* [Tasks for this exercise]:
(A) According to the passage on relocation services, how long could the conversation about viewing properties now take?
(B) From the passage on relocation services, reproduce the text word for word, beginning at the words "Assignees used to" and stopping after "list goes on.".

Information has expanded on the old tasks:

Think about this: one could once say the following sentence as a DSP: “So we are going to see a number of properties together.” That sentence took a few seconds to say, and it was a toss-off sentence, not heavily imbued with meaning. Now, the DSP has to describe all the options for seeing properties: 1) during your 14 day isolation virtually and then later in person; 2) only after your 14 day isolation period, but when we go into properties we have to enter the properties separately to view them and come out individually and discuss them. And then there is the whole conversation about the inability in some cases of children entering the property to view, as this is being disallowed by some Realtors.  When you do visit the propery, you are likely not allowed to touch any of the appliances, so it will be really important to do an inspection upon move-in to make sure all appliances are working.”  This could easily be a 15-minute conversation, when it was once a 4 second toss-off sentence.  This is just one example of many.

Assignees have more time at origin:

Assignees used to be in touch with the Destination Service Provider in advance of their relocation, but not always by that long, as they waited for their relatively quick immigration process.  Now, they have been told about their relocation, but their consulate is not open, or it is processing applications slowly, or the origin country is not allowing new entrants, except for essential workers. So, big deal?  Why does this increase workload?  The assignees have more time to think up new questions. How many questions?  How long do you have? They can ask everything from all the information on the Welcome Portal that they never asked before (because they have more time to review it multiple times), or ask how to get painters into their newly found property in the age of COVID? The list goes on.

* [Listed entries]:
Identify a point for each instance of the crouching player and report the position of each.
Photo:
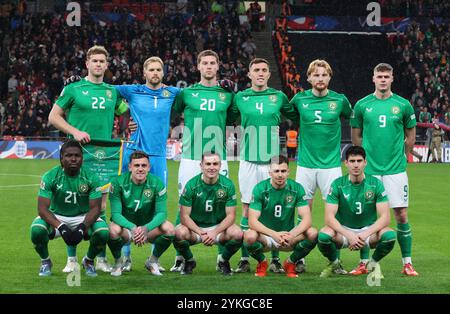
(138, 213)
(352, 206)
(69, 205)
(272, 219)
(207, 215)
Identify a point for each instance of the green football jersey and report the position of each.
(90, 107)
(69, 195)
(278, 207)
(137, 204)
(319, 144)
(260, 118)
(205, 115)
(357, 202)
(208, 201)
(383, 136)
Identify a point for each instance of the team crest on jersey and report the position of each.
(395, 110)
(220, 193)
(148, 193)
(83, 188)
(369, 195)
(100, 154)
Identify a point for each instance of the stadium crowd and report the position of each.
(39, 51)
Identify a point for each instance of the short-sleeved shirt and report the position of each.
(382, 122)
(205, 114)
(357, 202)
(69, 195)
(319, 144)
(137, 203)
(208, 202)
(278, 207)
(90, 107)
(260, 118)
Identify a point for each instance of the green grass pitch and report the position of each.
(429, 216)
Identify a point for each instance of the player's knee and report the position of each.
(100, 235)
(324, 238)
(38, 235)
(114, 231)
(312, 234)
(168, 229)
(250, 237)
(181, 233)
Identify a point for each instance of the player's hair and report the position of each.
(259, 60)
(97, 50)
(206, 53)
(355, 151)
(152, 60)
(138, 154)
(319, 63)
(383, 67)
(207, 154)
(278, 160)
(67, 144)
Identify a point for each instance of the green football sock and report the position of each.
(220, 248)
(327, 247)
(404, 238)
(302, 249)
(364, 253)
(115, 245)
(97, 242)
(384, 246)
(39, 237)
(256, 251)
(230, 248)
(71, 251)
(275, 254)
(161, 244)
(184, 248)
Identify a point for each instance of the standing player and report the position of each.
(275, 202)
(260, 108)
(353, 203)
(319, 148)
(139, 212)
(208, 212)
(150, 106)
(69, 206)
(384, 117)
(86, 109)
(205, 107)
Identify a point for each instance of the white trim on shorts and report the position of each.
(250, 174)
(190, 168)
(313, 178)
(345, 240)
(394, 185)
(198, 238)
(71, 222)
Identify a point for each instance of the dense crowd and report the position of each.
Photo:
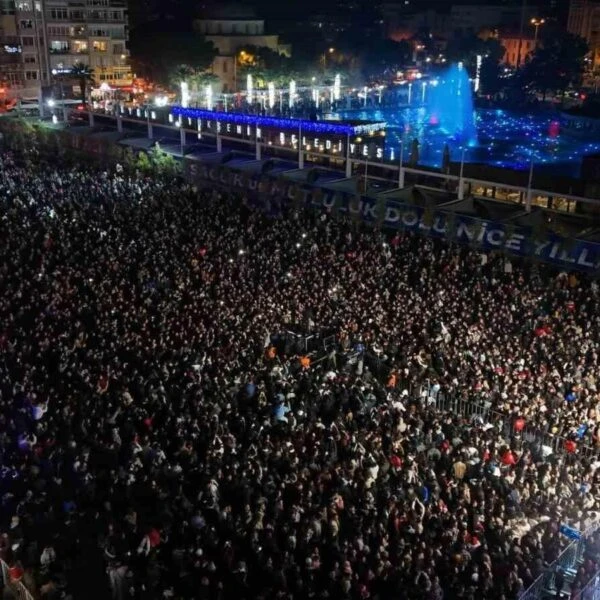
(162, 436)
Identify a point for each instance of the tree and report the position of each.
(158, 52)
(265, 65)
(467, 48)
(384, 56)
(556, 64)
(84, 75)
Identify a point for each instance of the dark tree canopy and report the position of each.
(556, 64)
(158, 53)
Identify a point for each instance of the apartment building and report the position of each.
(584, 20)
(42, 39)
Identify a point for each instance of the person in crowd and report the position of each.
(164, 434)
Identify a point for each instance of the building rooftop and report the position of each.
(229, 11)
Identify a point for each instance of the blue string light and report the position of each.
(277, 123)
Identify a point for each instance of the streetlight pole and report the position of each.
(401, 173)
(521, 29)
(536, 23)
(330, 51)
(461, 181)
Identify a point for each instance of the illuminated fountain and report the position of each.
(450, 105)
(441, 118)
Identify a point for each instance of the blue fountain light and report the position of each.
(450, 104)
(489, 136)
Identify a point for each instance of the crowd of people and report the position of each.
(201, 400)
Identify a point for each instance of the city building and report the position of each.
(473, 18)
(517, 48)
(584, 21)
(230, 28)
(454, 20)
(42, 39)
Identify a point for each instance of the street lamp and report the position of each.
(330, 51)
(536, 23)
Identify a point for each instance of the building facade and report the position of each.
(42, 39)
(517, 49)
(584, 21)
(231, 28)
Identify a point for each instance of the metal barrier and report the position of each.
(567, 564)
(591, 590)
(449, 402)
(20, 591)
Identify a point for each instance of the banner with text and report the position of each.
(270, 192)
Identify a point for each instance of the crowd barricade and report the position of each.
(18, 589)
(567, 563)
(469, 408)
(591, 590)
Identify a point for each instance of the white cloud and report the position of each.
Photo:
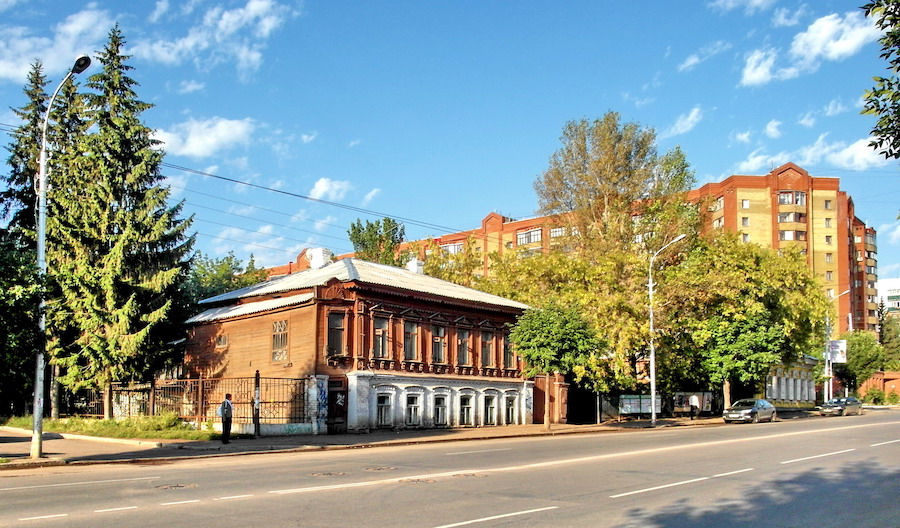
(834, 108)
(685, 123)
(76, 35)
(706, 52)
(784, 17)
(808, 120)
(235, 36)
(371, 196)
(749, 6)
(200, 139)
(329, 189)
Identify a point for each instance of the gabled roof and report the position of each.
(361, 271)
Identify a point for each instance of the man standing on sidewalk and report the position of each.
(226, 410)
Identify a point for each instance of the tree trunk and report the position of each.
(547, 405)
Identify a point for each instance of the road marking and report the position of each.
(44, 517)
(234, 497)
(732, 472)
(817, 456)
(479, 451)
(77, 483)
(483, 519)
(654, 488)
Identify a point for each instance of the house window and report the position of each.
(490, 410)
(384, 410)
(335, 334)
(530, 236)
(279, 340)
(380, 343)
(462, 347)
(487, 349)
(413, 411)
(410, 334)
(438, 344)
(440, 410)
(465, 410)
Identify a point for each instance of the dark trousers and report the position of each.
(226, 430)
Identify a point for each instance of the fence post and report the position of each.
(256, 427)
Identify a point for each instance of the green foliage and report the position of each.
(378, 241)
(552, 339)
(883, 100)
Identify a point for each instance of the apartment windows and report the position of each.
(438, 344)
(490, 410)
(462, 347)
(410, 335)
(440, 410)
(413, 410)
(279, 340)
(335, 345)
(487, 349)
(465, 410)
(528, 237)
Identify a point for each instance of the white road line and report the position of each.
(479, 451)
(483, 519)
(234, 497)
(817, 456)
(732, 472)
(654, 488)
(77, 483)
(44, 517)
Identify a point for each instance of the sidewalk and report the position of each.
(66, 449)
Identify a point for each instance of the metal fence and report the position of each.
(281, 400)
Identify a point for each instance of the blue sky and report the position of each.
(437, 113)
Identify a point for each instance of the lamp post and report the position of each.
(650, 287)
(829, 386)
(81, 64)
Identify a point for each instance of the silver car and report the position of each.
(750, 410)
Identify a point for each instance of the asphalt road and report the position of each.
(839, 471)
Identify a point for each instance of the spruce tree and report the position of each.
(122, 250)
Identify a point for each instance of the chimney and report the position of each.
(416, 266)
(318, 257)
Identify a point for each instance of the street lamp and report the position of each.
(829, 366)
(650, 287)
(81, 64)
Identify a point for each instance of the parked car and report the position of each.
(841, 406)
(750, 410)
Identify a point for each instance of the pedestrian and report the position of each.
(226, 410)
(695, 405)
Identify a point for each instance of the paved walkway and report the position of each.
(62, 449)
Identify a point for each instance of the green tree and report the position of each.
(865, 356)
(883, 100)
(378, 241)
(122, 250)
(551, 340)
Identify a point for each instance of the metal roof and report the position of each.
(350, 269)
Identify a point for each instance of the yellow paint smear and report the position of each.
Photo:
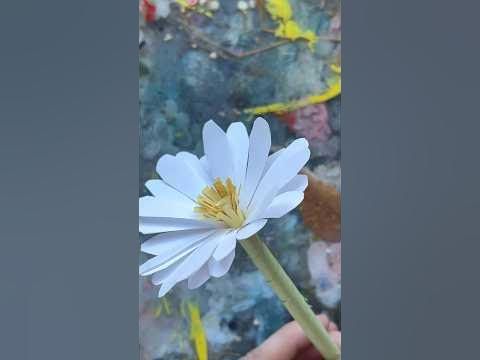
(280, 108)
(184, 5)
(281, 11)
(197, 333)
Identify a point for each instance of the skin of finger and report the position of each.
(285, 344)
(310, 353)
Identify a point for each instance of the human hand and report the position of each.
(290, 343)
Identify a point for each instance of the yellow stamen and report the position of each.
(219, 202)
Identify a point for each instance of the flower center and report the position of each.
(220, 202)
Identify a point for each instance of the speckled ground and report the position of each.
(194, 68)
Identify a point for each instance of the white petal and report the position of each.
(150, 206)
(170, 243)
(190, 264)
(284, 169)
(220, 268)
(199, 278)
(298, 183)
(283, 203)
(218, 152)
(204, 163)
(148, 225)
(195, 164)
(159, 262)
(271, 159)
(260, 141)
(159, 277)
(225, 246)
(176, 173)
(251, 229)
(238, 138)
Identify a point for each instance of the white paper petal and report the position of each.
(190, 264)
(282, 204)
(170, 243)
(176, 173)
(148, 225)
(271, 159)
(195, 164)
(159, 263)
(159, 277)
(150, 206)
(298, 183)
(204, 163)
(225, 246)
(199, 278)
(238, 138)
(284, 169)
(218, 152)
(220, 268)
(251, 229)
(260, 141)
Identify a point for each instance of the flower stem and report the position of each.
(292, 298)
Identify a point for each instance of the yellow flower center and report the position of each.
(220, 202)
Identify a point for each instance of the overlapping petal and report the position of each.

* [Responses by task]:
(A) It could easily be a 15-minute conversation, when it was once a 4-second sentence.

(B)
Assignees used to be in touch with the Destination Service Provider in advance of their relocation, but not always by that long, as they waited for their relatively quick immigration process.  Now, they have been told about their relocation, but their consulate is not open, or it is processing applications slowly, or the origin country is not allowing new entrants, except for essential workers. So, big deal?  Why does this increase workload?  The assignees have more time to think up new questions. How many questions?  How long do you have? They can ask everything from all the information on the Welcome Portal that they never asked before (because they have more time to review it multiple times), or ask how to get painters into their newly found property in the age of COVID? The list goes on.